■ **WORK TO COMPLETE**
Repeat exactly, and only, the lines from the one containing "For every instance of the woman wearing" through the end of the records.

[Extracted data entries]
________________________
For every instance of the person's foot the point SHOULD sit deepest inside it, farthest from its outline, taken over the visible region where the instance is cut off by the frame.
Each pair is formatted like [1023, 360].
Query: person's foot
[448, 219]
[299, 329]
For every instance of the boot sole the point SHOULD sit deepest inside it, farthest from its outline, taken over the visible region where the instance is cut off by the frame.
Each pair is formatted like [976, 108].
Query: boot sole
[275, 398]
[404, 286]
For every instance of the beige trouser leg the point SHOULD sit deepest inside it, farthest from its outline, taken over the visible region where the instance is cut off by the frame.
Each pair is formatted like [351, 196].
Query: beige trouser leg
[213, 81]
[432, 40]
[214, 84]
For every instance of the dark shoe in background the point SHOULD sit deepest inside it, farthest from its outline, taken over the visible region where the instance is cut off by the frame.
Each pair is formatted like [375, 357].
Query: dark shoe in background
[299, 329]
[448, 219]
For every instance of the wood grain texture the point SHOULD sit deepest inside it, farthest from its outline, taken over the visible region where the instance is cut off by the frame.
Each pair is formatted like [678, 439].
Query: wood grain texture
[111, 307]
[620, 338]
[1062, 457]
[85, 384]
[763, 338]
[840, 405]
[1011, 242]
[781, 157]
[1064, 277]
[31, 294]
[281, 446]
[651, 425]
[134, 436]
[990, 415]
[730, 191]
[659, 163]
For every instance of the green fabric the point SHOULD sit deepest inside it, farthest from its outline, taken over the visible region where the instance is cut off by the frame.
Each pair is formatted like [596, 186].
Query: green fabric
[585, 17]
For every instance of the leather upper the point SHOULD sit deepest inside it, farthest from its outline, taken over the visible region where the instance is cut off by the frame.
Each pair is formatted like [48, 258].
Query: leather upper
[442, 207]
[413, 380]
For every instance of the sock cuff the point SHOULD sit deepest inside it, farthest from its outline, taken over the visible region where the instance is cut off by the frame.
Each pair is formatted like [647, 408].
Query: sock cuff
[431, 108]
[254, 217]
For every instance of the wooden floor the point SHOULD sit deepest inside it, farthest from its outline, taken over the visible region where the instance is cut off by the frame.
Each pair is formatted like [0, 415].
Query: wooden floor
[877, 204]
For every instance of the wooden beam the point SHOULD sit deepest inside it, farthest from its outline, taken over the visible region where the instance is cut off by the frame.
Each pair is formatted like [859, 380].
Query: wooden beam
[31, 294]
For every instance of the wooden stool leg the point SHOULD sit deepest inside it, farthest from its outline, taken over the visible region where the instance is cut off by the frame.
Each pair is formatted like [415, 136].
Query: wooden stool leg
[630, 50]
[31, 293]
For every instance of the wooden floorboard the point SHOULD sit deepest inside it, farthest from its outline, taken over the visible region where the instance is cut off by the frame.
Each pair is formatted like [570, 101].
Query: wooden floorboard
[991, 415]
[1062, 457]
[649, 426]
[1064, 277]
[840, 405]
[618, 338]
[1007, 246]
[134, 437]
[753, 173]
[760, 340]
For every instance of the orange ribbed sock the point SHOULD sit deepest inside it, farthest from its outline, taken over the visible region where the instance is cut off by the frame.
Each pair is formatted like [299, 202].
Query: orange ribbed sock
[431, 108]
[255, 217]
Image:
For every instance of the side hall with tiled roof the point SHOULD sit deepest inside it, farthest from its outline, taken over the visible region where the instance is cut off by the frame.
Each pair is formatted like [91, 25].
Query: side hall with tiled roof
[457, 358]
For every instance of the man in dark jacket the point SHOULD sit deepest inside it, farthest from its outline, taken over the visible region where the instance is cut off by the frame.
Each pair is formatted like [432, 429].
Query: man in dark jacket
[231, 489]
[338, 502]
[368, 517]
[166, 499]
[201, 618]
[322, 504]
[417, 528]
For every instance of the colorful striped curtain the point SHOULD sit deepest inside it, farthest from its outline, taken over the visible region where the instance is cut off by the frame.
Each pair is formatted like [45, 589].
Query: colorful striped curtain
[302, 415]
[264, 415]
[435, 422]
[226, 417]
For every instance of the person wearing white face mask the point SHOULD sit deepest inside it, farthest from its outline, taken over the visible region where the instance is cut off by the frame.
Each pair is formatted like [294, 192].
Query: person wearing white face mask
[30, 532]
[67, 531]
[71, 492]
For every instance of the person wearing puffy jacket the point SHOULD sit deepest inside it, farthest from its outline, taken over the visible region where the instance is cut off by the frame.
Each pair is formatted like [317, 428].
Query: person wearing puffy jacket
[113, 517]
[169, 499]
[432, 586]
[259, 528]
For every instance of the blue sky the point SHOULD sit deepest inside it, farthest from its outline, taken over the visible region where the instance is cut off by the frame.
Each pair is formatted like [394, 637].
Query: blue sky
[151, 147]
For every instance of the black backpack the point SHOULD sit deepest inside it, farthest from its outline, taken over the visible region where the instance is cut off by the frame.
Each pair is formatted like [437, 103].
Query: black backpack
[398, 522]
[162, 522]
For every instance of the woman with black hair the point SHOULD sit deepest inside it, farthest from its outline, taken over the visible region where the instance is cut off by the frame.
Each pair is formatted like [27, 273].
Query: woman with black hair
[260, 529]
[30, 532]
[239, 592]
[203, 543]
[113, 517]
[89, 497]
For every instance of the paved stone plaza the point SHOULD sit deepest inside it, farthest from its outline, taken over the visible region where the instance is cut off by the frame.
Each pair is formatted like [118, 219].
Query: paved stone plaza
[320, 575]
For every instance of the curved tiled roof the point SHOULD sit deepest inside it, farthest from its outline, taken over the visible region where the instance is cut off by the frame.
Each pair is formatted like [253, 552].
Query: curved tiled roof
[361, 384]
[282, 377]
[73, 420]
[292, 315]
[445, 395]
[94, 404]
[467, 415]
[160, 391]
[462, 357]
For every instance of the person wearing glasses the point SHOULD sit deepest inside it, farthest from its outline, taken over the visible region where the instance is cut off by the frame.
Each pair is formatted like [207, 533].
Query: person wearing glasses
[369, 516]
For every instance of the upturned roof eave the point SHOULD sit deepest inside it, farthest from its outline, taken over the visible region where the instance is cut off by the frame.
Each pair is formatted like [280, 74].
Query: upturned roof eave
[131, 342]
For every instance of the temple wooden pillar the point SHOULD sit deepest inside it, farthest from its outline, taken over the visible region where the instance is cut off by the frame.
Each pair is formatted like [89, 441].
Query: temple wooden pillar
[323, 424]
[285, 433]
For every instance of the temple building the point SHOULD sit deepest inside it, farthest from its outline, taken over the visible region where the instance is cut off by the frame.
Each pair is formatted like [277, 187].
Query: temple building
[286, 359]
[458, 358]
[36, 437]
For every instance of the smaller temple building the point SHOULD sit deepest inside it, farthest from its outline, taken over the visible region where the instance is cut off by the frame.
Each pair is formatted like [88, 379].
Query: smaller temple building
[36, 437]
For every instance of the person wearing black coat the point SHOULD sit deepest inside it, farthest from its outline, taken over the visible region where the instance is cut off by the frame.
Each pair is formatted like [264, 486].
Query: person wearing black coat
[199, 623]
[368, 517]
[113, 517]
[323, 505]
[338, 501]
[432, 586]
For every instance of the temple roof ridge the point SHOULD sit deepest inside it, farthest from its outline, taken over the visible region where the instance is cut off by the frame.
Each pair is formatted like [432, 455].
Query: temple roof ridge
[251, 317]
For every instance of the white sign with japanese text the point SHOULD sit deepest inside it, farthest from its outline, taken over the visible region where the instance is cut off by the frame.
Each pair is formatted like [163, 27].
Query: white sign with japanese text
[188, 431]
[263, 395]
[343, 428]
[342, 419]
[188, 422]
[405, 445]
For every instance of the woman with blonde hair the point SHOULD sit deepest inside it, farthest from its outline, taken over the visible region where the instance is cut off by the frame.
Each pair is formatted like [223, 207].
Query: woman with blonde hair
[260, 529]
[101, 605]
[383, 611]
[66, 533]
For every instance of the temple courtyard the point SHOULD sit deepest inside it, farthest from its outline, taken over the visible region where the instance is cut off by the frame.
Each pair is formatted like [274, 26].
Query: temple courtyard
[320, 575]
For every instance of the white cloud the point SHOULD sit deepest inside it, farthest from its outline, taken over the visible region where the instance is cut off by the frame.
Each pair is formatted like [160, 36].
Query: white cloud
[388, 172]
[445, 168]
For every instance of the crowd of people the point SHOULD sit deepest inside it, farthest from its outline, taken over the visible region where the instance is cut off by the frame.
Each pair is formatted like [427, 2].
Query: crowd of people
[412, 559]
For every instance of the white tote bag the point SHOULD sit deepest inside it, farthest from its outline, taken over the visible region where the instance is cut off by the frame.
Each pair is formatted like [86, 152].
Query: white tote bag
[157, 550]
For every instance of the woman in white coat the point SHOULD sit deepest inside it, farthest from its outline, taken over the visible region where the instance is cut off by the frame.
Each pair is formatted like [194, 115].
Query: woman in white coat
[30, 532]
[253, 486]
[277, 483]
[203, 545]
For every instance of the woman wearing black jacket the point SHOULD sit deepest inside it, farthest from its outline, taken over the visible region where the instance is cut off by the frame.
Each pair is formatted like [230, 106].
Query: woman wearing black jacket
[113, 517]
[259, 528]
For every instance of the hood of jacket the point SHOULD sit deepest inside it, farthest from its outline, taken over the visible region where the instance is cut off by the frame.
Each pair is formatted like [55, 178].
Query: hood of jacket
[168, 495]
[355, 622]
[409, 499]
________________________
■ **OUTPUT FOR THIS EXERCISE**
For every instance of the woman wearing black jacket the point SHOULD sit deepest inside it, farthest from its outline, taken over the visible region where the instance is cut off by the frame.
Each pair is formatted like [230, 106].
Query: woman wearing black jacket
[113, 517]
[259, 528]
For every instance of the hood of jacket the point SHOULD sit deepest inside it, farthest from its outline, taken over the visible region where the instance is cut off by the frame.
Each pair is formatted like [55, 178].
Query: hood of jacket
[168, 495]
[355, 622]
[409, 499]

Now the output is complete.